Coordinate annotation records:
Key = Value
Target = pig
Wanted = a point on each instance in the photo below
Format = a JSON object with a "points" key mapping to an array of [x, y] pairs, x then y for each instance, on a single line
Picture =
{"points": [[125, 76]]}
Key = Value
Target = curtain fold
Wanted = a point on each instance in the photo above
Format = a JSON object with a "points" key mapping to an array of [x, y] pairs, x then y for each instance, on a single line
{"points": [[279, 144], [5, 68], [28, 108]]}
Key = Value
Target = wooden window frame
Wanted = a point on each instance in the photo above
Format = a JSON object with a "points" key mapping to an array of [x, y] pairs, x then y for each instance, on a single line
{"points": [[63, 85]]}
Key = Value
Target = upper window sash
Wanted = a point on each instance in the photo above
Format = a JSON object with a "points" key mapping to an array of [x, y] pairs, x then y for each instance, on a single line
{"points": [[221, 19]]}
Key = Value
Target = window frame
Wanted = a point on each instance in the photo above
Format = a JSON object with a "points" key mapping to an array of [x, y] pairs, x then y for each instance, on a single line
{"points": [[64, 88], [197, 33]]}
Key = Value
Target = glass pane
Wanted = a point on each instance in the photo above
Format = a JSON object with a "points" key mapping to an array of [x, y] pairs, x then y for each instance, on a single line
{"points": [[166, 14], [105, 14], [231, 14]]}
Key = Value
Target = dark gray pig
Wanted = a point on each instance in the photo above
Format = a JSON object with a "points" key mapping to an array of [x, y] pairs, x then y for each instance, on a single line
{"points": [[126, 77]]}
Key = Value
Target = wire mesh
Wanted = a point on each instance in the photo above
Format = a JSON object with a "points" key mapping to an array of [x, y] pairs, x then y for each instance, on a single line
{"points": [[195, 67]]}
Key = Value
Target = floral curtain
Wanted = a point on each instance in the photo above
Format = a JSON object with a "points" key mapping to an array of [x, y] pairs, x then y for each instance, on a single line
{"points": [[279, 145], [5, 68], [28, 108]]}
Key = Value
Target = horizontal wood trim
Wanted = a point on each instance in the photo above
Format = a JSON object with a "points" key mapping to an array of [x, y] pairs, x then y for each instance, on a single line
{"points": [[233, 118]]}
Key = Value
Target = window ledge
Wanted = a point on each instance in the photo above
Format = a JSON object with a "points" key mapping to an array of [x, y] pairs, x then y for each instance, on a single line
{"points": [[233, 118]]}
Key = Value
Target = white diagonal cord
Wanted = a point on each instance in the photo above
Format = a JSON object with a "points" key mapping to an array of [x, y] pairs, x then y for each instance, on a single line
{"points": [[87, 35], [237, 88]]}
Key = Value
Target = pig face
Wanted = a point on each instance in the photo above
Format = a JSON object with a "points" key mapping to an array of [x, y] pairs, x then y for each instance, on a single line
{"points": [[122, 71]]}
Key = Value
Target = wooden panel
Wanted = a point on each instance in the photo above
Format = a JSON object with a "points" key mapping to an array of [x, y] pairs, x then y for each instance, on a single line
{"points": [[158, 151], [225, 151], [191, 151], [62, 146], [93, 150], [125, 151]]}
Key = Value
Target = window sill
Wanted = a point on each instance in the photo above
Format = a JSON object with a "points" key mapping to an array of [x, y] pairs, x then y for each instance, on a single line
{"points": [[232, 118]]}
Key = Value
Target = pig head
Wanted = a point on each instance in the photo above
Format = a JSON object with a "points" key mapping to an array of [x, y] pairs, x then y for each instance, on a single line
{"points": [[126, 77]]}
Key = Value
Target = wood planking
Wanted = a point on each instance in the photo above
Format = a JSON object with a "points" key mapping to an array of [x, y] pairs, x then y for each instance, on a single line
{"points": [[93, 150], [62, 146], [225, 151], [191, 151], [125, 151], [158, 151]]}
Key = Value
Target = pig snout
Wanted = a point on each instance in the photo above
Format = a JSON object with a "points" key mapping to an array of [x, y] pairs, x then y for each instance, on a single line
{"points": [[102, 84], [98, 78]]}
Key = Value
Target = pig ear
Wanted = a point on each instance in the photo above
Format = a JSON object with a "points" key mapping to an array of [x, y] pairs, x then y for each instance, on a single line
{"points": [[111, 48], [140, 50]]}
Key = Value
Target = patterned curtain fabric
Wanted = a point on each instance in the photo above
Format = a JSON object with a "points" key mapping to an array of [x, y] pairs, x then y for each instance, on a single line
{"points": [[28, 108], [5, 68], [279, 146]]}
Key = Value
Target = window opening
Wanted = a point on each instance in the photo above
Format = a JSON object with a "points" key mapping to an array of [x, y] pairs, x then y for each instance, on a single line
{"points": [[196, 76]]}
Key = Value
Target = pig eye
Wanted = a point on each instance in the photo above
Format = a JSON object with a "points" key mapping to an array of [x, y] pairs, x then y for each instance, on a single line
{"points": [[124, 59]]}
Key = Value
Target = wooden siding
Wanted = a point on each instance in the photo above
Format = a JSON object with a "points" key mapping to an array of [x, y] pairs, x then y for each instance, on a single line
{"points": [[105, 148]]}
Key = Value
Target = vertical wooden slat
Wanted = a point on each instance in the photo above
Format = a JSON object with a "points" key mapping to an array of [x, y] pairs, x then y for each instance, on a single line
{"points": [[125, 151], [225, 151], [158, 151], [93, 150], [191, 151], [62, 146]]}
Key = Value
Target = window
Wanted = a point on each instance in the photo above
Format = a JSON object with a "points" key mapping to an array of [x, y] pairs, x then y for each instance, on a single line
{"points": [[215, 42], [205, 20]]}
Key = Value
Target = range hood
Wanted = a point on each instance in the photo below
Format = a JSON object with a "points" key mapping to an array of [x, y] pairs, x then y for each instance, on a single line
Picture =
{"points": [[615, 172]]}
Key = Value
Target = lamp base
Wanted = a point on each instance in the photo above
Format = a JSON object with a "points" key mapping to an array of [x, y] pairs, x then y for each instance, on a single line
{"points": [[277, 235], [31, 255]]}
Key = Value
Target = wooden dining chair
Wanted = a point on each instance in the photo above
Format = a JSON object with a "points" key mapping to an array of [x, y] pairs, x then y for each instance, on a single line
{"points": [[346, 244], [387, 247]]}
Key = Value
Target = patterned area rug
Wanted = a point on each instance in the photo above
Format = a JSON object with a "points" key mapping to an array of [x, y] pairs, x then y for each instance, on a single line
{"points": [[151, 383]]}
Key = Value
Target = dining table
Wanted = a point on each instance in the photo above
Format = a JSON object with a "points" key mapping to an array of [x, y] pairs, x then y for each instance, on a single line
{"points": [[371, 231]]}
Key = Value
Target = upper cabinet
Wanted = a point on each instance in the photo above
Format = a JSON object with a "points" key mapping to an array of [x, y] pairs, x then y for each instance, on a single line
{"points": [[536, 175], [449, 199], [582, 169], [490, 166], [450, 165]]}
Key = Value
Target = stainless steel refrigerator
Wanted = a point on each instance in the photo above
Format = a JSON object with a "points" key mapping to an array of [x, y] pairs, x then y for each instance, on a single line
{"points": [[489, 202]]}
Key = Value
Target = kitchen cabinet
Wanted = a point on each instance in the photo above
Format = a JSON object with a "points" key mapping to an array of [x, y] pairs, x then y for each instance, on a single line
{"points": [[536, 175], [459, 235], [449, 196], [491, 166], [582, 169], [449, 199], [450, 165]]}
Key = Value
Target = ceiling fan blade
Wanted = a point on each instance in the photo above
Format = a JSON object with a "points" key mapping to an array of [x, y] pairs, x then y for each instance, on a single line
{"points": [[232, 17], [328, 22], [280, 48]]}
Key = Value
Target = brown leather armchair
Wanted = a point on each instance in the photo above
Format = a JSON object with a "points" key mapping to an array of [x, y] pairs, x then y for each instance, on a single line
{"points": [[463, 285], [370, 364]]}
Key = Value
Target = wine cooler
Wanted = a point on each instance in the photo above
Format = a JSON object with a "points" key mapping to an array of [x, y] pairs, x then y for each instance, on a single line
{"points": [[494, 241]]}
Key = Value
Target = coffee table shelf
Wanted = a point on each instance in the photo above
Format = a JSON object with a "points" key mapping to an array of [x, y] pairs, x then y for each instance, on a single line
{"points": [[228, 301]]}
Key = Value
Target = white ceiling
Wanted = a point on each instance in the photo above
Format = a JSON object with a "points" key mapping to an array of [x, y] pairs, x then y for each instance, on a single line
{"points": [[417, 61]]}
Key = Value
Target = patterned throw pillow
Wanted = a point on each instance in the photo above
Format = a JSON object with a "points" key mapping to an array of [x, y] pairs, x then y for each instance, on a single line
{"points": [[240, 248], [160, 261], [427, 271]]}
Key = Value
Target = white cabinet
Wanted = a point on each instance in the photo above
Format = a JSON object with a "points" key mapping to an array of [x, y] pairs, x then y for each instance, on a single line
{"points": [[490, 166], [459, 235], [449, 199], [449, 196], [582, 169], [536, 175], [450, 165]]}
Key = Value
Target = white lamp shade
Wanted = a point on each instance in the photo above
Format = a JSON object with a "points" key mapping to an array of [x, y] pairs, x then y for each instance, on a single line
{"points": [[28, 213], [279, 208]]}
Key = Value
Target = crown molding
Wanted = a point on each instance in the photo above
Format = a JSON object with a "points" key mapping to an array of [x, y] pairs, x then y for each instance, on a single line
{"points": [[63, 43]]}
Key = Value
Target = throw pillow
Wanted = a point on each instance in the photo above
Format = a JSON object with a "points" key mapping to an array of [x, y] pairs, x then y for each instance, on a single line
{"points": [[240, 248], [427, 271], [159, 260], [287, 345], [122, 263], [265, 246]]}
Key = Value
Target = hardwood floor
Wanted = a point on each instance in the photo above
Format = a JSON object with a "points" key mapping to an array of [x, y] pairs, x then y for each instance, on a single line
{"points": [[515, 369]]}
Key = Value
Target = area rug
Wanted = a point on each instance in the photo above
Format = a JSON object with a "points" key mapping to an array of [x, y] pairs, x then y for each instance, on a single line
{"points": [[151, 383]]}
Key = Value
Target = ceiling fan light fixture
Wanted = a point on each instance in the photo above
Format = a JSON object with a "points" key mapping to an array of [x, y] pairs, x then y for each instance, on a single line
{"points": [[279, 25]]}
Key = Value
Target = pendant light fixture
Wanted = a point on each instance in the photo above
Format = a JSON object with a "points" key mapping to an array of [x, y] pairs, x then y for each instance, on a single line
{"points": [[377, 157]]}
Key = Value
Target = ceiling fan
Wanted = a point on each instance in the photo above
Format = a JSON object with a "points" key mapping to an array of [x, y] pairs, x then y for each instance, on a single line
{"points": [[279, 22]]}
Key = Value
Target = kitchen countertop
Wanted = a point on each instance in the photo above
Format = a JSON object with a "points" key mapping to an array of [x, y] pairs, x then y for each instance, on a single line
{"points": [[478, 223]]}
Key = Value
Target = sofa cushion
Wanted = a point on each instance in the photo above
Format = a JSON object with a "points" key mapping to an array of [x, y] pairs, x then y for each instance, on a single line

=== Objective ===
Locate every line in the records above that contains the string "dining" and copy each such line. Case counts.

=== Task answer ===
Target = wooden dining chair
Target = dining table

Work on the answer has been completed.